ASSIGNMENT:
Carry on the interview transcript about Federal Reserve stimulus and a coming crash from the point where it stops.

EXCERPTED TEXT:
That is absolutely the case.
Again, all the way back to the 80s, when I got my tools together, demographics, spending
wave, booms and busts, technology cycle,
nailed all this stuff down, said 2008 to 2023 would be a deflationary period. So that's exactly
what happened. The difference about the 2008 recession versus the 2001 and the 1990 and the
one before that is that we didn't have this, Oh, my gosh. I mean, the central bank
started to see deflation. And the only time we've seen deflation was back in the 1930s. It's the
death. It is the ultimate killer of financial assets and creator of unemployment. So so they
panic. That's why they have responded so much stronger to this. But that is the trend. All of
this money printing now since late 2008,
early 2009, and as I've been warning, they're going to have to do exponentially more, exponentially
more. And we've seen that in Spain since COVID and even before. They're just, they're winning
a game you can't win. You can't keep printing exponentially more money and not have a big blow up at some point. And the dangerous fact here is that with
the printing so much in a year and a half, we are already weakening. In fact, the scariest thing
I've seen comes from the Fed itself. The Atlanta Fed has a model and they're predicting, they were
saying 3%, they're predicting GDP is going to go down to 1.3% ahead. 1.3% after
this much stimulus, if that's not telling you this economy is deader than a doornail, and now it's
finally showing that they keep upping exponentially, but they're not getting commensurate, they're not
even getting the same response, they're getting a lower response. When has the economy collapsed this fast after this much stimulus? And the answer is never. So yeah,
the signs are very clear here. But if you just look at the stock market, it keeps creeping up.
You'd say, well, it seems to be OK. Well, one day it won't be. And I say that day is coming in the next few months at most, and maybe already.
I always try to avoid making grand predictions tied to dates because I'm always wrong and it makes me look bad.
Obviously, I remember you had an interview, I believe, in February where you thought that would happen in April.
But like I said, it's impossible to put a date on it.
But why do you think that this continues to happen?
Why don't you think that we've seen that crash come? I mean, it really could have rationally come at any point
in the last 12 to 13 years, right? It could have actually in the early stages of 2011, 12,
when I started to say, well, hey, yeah, we've come out of it. We got to realize this is all
stimulus. This is not baby boomers spending more money naturally and positive demographics and the
type of cycles that were so good from 1983 to 2007. That was a real boom. Now, it was hyped by
Fed stimulation, but that was not the real reason. Well, ever since then, it's been that. So that's
the problem. Now, I am seeing signs. That's what I'm looking for. OK. They keep stepping up. I keep thinking the Fed's going to show some restraint.
They haven't. They're talking about it, but they still haven't even here. OK.
They were talking a few months ago. Well, by November, we're going to taper.

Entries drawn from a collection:
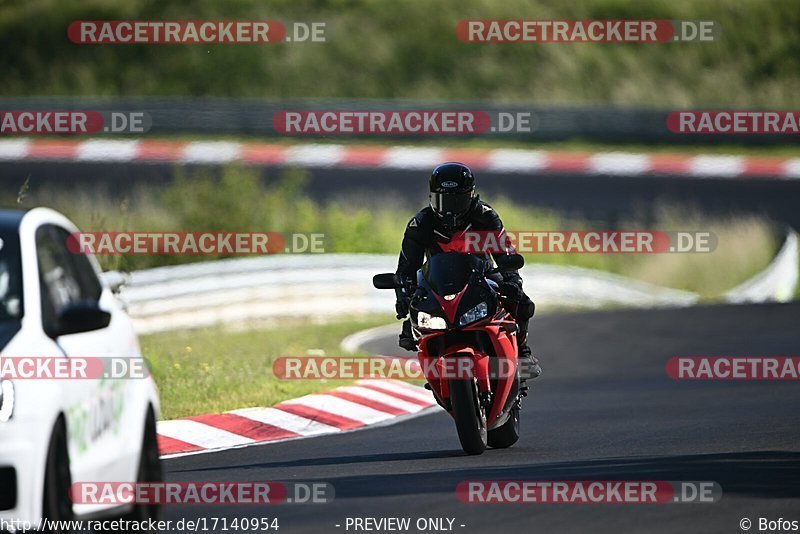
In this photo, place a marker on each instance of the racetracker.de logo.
(587, 492)
(176, 31)
(733, 368)
(580, 242)
(194, 243)
(734, 122)
(39, 121)
(211, 493)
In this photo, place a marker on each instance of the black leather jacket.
(424, 237)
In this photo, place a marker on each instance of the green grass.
(383, 49)
(216, 369)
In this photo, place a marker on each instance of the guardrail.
(325, 286)
(217, 116)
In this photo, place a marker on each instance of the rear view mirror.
(82, 317)
(385, 281)
(509, 262)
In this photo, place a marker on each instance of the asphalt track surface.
(604, 409)
(601, 197)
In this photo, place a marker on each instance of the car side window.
(64, 278)
(88, 283)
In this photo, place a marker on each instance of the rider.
(455, 207)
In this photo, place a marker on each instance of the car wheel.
(149, 469)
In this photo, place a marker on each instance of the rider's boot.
(406, 339)
(528, 364)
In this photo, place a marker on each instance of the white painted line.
(315, 155)
(510, 160)
(11, 149)
(341, 407)
(107, 150)
(200, 434)
(286, 421)
(412, 158)
(211, 152)
(619, 163)
(721, 166)
(400, 389)
(385, 398)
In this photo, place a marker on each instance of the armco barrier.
(221, 116)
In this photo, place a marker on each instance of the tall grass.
(408, 49)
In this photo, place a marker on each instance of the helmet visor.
(451, 203)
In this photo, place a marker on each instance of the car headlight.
(430, 322)
(6, 400)
(478, 312)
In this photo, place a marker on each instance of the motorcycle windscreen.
(448, 273)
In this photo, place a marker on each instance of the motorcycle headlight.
(475, 314)
(430, 322)
(6, 400)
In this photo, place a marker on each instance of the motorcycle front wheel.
(470, 417)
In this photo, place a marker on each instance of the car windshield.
(10, 277)
(448, 273)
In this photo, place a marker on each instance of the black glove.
(402, 305)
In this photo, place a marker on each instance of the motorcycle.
(467, 344)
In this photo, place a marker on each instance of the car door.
(93, 406)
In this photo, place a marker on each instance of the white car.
(54, 433)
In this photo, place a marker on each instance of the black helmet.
(452, 193)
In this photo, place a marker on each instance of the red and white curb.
(398, 157)
(368, 402)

RESULT OF THIS TASK:
Well, they're not even talking about that right now. They're kind of like, well, maybe we won't.
Me seeing that the underlying numbers, the GDP is slowing already.
There's no question about that. And even the Fed. I mean, come on.
The Fed is the last person wants to admit this. Their model is saying that we're slowing fast, not slow.
That's a death. I mean, I mean, there's a point where consumers know that there's something wrong with endlessly planning money.
How can you create growth with something for nothing?
It's the most obvious something for nothing.
Oh, we just print money and the economy keeps going.
Well, what you're doing is you're just stretching something that was already overstretched in 2007 and stretching it again and again and again.
And, you know, that rubber, you know, well, there's a point.
And I've been telling people that it is hard now.
There's a point where it will just blow regardless of what they do.
And that's looked like it could happen any time for many years.
But this sign, this stimulus, this stimulus was just off the charts.
I mean, I never would have thought that highly educated PhD financial expert, you know, and, you know,
the Fed would go this far.
It's so obviously desperate.
I mean, again, I just don't know.
There's no common sense here at all in politicians and Fed officials and Wall Street analysts
that you can't stretch something forever, especially when the fundamental trends are
down.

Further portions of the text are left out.